> **DIRECTIVE**:
According to the commentary on John 1, what are the only two categories that exist in the universe?

> **EXTRACT PROVIDED**:
A man named Arius once argued—and some still do today—that verse 1 means he preceded creation but not that he was eternal. But consider verses 2 and 3 again: “He was in the beginning with God. All things were made through him, and without him was not any thing made that was made.” Only two categories exist in the universe: the Maker and what was made. The Word belongs to the Maker category. John’s point in verse 1 is careful: before there was anything, the Word simply was.
2. The Word’s Personal Communion with God the Father
Second, we learn of the Word’s personal communion with God the Father. Verse 1, “and the Word was with God.” In John’s writings the title “God” often refers to God the Father. That’s who’s in view here alongside the Word. Verse 14 clarifies this relationship further: the Word is “the only Son from the Father.” Verse 18 also helps: the Son is “at the Father’s side.” So, when we read, “and the Word was with God,” we’re seeing a personal distinction between the Word and God the Father.
And since the Word had no beginning, he must exist in eternal relation to the Father. The true God is a relational being. That makes him very different from, say, the single-person god of Islam. Islam teaches that Allah is a solitary monad, with unity only. He has no need of a son, they say; he cannot be a relational being.
But if God is a monad, he can’t be truly loving. Love is something one person has for another. Allah actually needs man in order to be loving. But the God of Christianity needs nobody to be loving. In John 17:24, Jesus mentions this mutual love between Father and Son before the foundation of the world. The Father loves his Son quite apart from creation, quite apart from man. Which should amaze us that he chooses to love us, rebels as we are, and bring us into his love.
3. The Word’s Divine Nature as God
Third, we learn of the Word’s divine nature as God. End of verse 1, “and the Word was God.” So, according to verse 1, the Word is both distinct in person from the Father and one with the Father in God-ness. Now, Jehovah’s Witnesses have The New World Translation; Unitarians will do the same. If you look at John 1:1 in their translations it says, “the Word was a god.” According to them, he was divine-like, angelic perhaps, but he definitely wasn’t the one and only God.
However, you already know that can’t be a good translation from verse 3. Angelic beings were made. Anything less than God was made. And the Word wasn’t made. He fits in the God category. He’s not just a god. He is the Creator God. Verse 18 helps as well: “No one has ever seen God, the only God, who is at the Father’s side, he has made him known.” There too the Word is distinct in person—he’s at the Father’s side; and as the “only God” he possesses what’s divine.
That’s why Christians have confessed that Jesus is “God from God, Light from Light, true God from true God…of the same essence as the Father”—that’s language taken from the Nicene Creed. In AD 325, some insisted that the Son of God was a created being. But the assertions here pressured the church to maintain that Jesus is God.
4. The Word as Light in Darkness
Fourth, the Word as light. Verse 4, “In him was life, and the life was the light of men.” Just as God has life in himself, the Son has life in himself (John 5:26). In John’s Gospel, life isn’t merely physical vitality; it’s also spiritual vitality, “eternal” life. It speaks more to the quality of life experienced with knowing God (John 17:3).

> **RECORDS PROVIDED**:
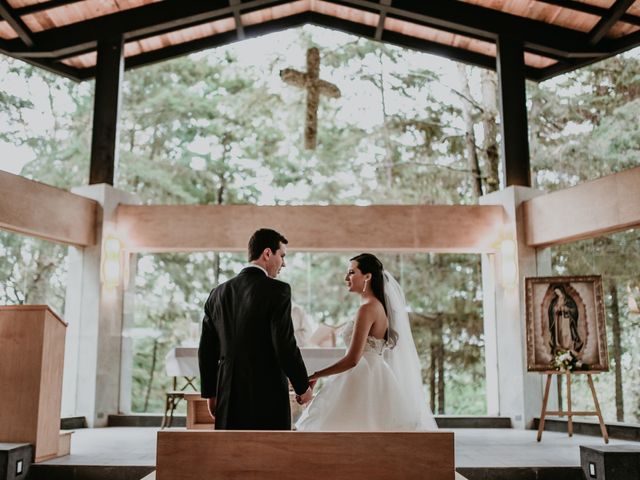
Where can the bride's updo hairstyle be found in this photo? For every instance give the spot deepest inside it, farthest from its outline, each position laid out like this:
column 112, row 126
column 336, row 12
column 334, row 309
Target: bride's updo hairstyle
column 369, row 263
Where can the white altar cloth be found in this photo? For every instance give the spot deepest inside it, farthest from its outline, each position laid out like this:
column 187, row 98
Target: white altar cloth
column 183, row 361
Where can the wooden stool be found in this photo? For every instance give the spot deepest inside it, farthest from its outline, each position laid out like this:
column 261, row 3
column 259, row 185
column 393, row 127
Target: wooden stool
column 569, row 413
column 172, row 399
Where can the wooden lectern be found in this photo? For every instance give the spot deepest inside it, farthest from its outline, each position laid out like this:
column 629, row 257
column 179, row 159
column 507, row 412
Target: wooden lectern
column 31, row 358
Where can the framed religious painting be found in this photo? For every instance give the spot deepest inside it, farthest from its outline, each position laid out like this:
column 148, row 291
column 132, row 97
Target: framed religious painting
column 566, row 324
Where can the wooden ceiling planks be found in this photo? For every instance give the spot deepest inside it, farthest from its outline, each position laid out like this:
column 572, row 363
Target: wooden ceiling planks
column 560, row 16
column 362, row 13
column 78, row 12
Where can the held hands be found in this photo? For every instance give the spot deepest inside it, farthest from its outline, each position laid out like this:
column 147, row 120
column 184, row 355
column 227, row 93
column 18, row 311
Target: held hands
column 305, row 397
column 308, row 395
column 211, row 406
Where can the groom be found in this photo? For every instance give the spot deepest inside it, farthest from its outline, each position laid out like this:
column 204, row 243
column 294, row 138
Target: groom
column 247, row 348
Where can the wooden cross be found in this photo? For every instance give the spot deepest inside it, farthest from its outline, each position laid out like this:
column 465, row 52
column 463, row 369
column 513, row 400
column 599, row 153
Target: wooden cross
column 311, row 81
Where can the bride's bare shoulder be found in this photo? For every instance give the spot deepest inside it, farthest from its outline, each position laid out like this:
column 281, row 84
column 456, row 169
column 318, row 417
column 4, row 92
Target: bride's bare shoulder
column 371, row 310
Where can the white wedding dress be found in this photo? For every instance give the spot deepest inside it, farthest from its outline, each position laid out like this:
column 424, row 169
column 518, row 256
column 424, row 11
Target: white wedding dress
column 383, row 392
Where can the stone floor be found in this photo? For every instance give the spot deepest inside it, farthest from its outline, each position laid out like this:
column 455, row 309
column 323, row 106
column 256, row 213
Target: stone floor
column 475, row 448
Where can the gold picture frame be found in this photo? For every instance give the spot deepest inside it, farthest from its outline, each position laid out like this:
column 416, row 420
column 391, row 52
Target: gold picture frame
column 566, row 314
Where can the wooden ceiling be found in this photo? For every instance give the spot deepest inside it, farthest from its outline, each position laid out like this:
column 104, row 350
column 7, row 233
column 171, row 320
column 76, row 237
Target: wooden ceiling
column 558, row 35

> **SOLUTION TO THIS PROBLEM**:
The Maker and what was made.